Extracted records:
=====
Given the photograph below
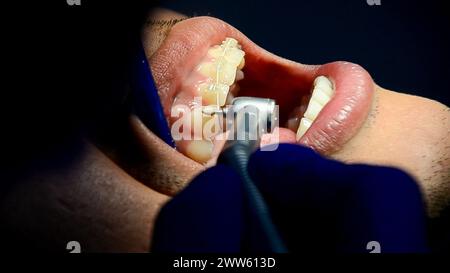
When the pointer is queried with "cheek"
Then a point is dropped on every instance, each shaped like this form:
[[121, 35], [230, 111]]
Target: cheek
[[396, 134]]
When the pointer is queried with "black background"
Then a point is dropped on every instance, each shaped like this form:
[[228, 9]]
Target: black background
[[403, 44]]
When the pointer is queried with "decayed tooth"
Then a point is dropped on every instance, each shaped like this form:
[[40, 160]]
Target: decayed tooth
[[313, 110], [213, 93], [303, 127], [324, 84], [233, 55], [220, 72], [199, 150], [229, 42], [241, 64], [320, 96]]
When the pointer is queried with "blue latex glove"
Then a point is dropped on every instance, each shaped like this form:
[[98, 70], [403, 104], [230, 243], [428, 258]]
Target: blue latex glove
[[318, 205]]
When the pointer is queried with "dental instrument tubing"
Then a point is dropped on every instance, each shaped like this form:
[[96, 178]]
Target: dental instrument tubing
[[236, 154]]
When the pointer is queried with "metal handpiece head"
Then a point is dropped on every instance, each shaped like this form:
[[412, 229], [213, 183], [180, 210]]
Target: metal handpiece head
[[263, 110]]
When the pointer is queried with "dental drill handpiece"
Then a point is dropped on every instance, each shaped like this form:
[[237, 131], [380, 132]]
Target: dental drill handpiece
[[247, 119]]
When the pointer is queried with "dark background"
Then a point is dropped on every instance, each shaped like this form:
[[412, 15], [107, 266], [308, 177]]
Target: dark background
=====
DO THIS: Copy out all of the data above line for line, leaving out the pictures.

ANSWER TO THIS PROBLEM:
Given the photograph below
When the pointer is queried with "cheek"
Then a point is dropped on every instance, each shaped like this form:
[[121, 35], [230, 111]]
Target: cheek
[[396, 134]]
When the pointer is queried with "black background"
Then a point is dropped on every instance, each shaped like this form:
[[228, 9]]
Target: black background
[[403, 44]]
When the pointer is queried with "decayed tooth"
Then a point is dropped on every instance, each shaped like this form:
[[40, 160]]
Target: decayed tooth
[[313, 110], [213, 93], [303, 127], [324, 84], [233, 55], [220, 72], [199, 150], [229, 42], [241, 64], [320, 96]]
When the pointer is queried with "blue latex glove"
Then a point is dropped on every instance, each shaped like this form:
[[98, 70], [403, 104], [230, 243], [428, 258]]
Target: blue latex glove
[[318, 205]]
When the pointer is queried with "dental instrument tubing"
Then a point is dropped on every instance, each shaped like this form:
[[96, 178]]
Target: dental instrument tubing
[[236, 154]]
When the pointer is queried with "metal handpiece head"
Then a point is dropped on every instance, each shaped like this form:
[[412, 229], [213, 183], [180, 210]]
Target: metal handpiece head
[[263, 110]]
When the pointer is queried with "dental drill handpiece"
Then a point is dropped on every instance, each shaped like this form:
[[237, 131], [380, 132]]
Target: dental drill handpiece
[[247, 119]]
When the pointer is queried with "dark background"
Then a point is dropped on every instance, each shaped like this form:
[[412, 15], [107, 266], [308, 177]]
Target: dark background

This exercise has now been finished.